Obiettivo 1 →
Stampa il brano sulla donna di Gerico da "Dirai: In questo" a "rimasto senza risultato.", parola per parola.

Esse sarebbero state messe a morte, ma si sarebbero meritate di entrare nella dimora celeste, che è una ricompensa incomparabilmente più grande che non quella di procurarsi delle case costruite qui in terra.
Affrontando la morte per l'innocenza e la verità, sarebbero morte per vivere nella beatitudine eterna.
E della donna di Gerico cosa diremo? Avrebbe forse potuto fare la stessa cosa?
Non è forse vero che, se non avesse ingannato i suoi concittadini ricorrendo alla menzogna ma avesse detto la verità, lei avrebbe denunziato gli ospiti che teneva nascosti presso di sé?
Interrogata, avrebbe potuto rispondere: So dove si trovano ma, siccome sono una timorata di Dio, non ve lo dico?
Se fosse stata già una vera israelita in cui non c'è falsità, ( Gv 1,47 ) avrebbe certo potuto rispondere così; ma ciò divenne solo più tardi, quando per l'azione di Dio misericordioso fu accolta nella città di Dio.
Dirai: In questo caso però, quei tali, insospettiti, udendo le sue parole l'avrebbero uccisa e messo a soqquadro la casa.
Ma avrebbero anche scoperto gli esploratori che lei aveva nascosto con tanta diligenza?
In effetti quella donna, quanto mai furba, aveva previsto anche questo, e li aveva sistemati in un luogo dove potevano restare nascosti anche se non si fosse creduto alla sua menzogna.
In questo modo lei, supposto che fosse stata uccisa dai suoi compatrioti per l'opera di misericordia che aveva compiuta, avrebbe concluso la vita presente, destinata di per se stessa a finire, con una morte preziosa agli occhi del Signore; ( Sal 116,15 ) e il suo intervento a vantaggio degli esploratori non sarebbe rimasto senza risultato.

Obiettivo 2 →
Conta le righe dell'elenco qui sotto che contengono la parola "screen", distinguendo tra maiuscole e minuscole. Scrivi soltanto il numero.

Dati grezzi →

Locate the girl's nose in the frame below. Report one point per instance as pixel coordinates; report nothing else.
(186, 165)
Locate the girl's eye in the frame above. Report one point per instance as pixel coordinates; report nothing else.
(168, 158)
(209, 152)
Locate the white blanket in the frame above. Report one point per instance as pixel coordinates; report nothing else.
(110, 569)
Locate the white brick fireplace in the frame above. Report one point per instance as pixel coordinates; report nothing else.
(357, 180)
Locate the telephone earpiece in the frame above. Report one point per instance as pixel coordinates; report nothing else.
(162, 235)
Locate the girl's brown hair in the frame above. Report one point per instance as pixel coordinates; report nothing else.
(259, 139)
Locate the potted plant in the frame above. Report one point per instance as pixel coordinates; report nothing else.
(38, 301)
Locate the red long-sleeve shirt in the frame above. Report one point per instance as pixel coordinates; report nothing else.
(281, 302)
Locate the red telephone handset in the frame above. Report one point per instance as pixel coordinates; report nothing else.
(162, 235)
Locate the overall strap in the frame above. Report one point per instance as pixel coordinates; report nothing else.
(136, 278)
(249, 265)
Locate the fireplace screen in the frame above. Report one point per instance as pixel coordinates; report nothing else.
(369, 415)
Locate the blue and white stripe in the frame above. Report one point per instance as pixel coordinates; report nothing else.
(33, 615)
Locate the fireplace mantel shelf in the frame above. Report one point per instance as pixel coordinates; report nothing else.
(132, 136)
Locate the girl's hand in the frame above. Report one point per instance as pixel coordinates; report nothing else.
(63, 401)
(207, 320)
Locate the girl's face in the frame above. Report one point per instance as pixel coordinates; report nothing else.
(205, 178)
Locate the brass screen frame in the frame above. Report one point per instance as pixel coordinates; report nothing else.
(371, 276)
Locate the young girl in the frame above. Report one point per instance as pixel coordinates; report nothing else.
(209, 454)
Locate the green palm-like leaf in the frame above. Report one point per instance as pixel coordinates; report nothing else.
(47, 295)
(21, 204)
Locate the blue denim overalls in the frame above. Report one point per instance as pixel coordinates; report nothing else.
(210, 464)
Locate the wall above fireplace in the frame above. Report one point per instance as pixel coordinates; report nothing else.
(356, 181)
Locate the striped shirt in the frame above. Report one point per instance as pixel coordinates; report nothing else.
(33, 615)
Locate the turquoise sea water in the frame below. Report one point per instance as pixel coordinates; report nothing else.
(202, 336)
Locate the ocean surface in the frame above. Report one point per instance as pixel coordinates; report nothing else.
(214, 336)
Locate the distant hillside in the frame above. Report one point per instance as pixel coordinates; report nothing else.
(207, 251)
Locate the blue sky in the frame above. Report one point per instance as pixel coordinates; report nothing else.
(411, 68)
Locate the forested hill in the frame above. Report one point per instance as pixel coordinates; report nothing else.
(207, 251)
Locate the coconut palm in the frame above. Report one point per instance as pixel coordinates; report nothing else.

Soluzione esercizio 1 →
Dirai: In questo caso però, quei tali, insospettiti, udendo le sue parole l'avrebbero uccisa e messo a soqquadro la casa.
Ma avrebbero anche scoperto gli esploratori che lei aveva nascosto con tanta diligenza?
In effetti quella donna, quanto mai furba, aveva previsto anche questo, e li aveva sistemati in un luogo dove potevano restare nascosti anche se non si fosse creduto alla sua menzogna.
In questo modo lei, supposto che fosse stata uccisa dai suoi compatrioti per l'opera di misericordia che aveva compiuta, avrebbe concluso la vita presente, destinata di per se stessa a finire, con una morte preziosa agli occhi del Signore; ( Sal 116,15 ) e il suo intervento a vantaggio degli esploratori non sarebbe rimasto senza risultato.

Soluzione esercizio 2 →
2